### Text
-*-

Saturday, February 4, 2012

Dear young thing with the painted talons

So, I'm sitting here eating a sandwich and drinking coffee in a crowded cafe. This young chiclet sits down and cracks open her nail polish. Instant stink with toxic fumes.

I ask her why she is painting her nails while people are eating. She looks: "Ah duh--my nails are important. It will only take a minute."

Five minutes later, our eyes are watering and we are losing our appetites.

Why is nail polish so stinky? Because of three super toxic and dangerous chemicals:

Toluene: Clear, colourless liquid commonly used in nail polish as well as in paints, thinners and inks. It gives nail polish that nice smooth finish and helps everything to dry quicker. But when this volatile chemical is released into the air, it causes symptoms of headache, dizziness, fatigue and irritated eyes, nose and throat. Toluene has also been found to be toxic to the kidneys and liver and possibly a reproductive disruptor. It's of particular concern to pregnant women since it’s transmitted to the fetus via the placenta and then onto the infant through breast milk. Toluene is banned in Europe.

Formaldehyde: A preservative with a distinct odour that every high school biology student remembers. It acts as a nail hardener and helps stop polish from chipping. But this known human carcinogen is an irritant to the eyes, nose and throat. Breathing in the fumes often leads to coughing and wheezing, while exposure through contact to the skin results in rashes and other skin irritations. Other symptoms can include headaches, fatigue, dizziness and immune dysfunction. This chemical has also been banned in Europe.

Dibutyl phthalate (DBP): Found in plastics, personal care products, paints, pesticides as well as nail polish, is one of the most commonly used chemicals in consumer products. In personal care products it acts as a plasticizer, adding flexibility and sheen. But shiny nails come at a high price since this chemical is a recognized carcinogen linked to birth defects and damage to reproductive organs. There is an increasing number of studies that also suggest it’s toxic to the liver, lungs and kidneys. Exposure occurs through inhalation, absorption through skin and ingestion in food.

Women's Voices for the Earth (WVE), an environmental health organization, published a great report on the dangers of nail polish: Glossed Over. The San Francisco Chronicle has this great article on green alternatives to stinky nail polish. Here is a list of the top green nail polish companies available:

 Sadly, the young woman's nail polish doesn't even look good.  All that stink for nothing.

-*-

### Data for analysis
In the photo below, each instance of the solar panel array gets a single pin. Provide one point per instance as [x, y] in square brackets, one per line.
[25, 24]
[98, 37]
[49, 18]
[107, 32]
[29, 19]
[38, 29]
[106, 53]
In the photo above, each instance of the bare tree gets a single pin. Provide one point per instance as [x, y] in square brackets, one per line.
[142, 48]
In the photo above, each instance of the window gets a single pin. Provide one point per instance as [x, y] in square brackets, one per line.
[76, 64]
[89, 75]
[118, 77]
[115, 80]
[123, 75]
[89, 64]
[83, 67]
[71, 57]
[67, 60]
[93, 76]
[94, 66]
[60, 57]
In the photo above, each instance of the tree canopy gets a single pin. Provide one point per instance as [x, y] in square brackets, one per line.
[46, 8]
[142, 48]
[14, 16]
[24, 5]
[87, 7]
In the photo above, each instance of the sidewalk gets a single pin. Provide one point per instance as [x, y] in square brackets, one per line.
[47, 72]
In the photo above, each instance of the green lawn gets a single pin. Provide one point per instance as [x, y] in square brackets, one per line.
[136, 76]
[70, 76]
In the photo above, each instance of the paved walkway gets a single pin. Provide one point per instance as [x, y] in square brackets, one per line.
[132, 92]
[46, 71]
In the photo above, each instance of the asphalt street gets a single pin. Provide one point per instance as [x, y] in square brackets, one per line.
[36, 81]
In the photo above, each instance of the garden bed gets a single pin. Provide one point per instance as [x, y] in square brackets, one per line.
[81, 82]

-*-

### Assignment
Return the passage of the nail polish text starting at "So, I'm sitting" and ending at "losing our appetites.", copied word for word. The records have nothing to do with the text on nail polish.

### Completed exercise
So, I'm sitting here eating a sandwich and drinking coffee in a crowded cafe. This young chiclet sits down and cracks open her nail polish. Instant stink with toxic fumes.

I ask her why she is painting her nails while people are eating. She looks: "Ah duh--my nails are important. It will only take a minute."

Five minutes later, our eyes are watering and we are losing our appetites.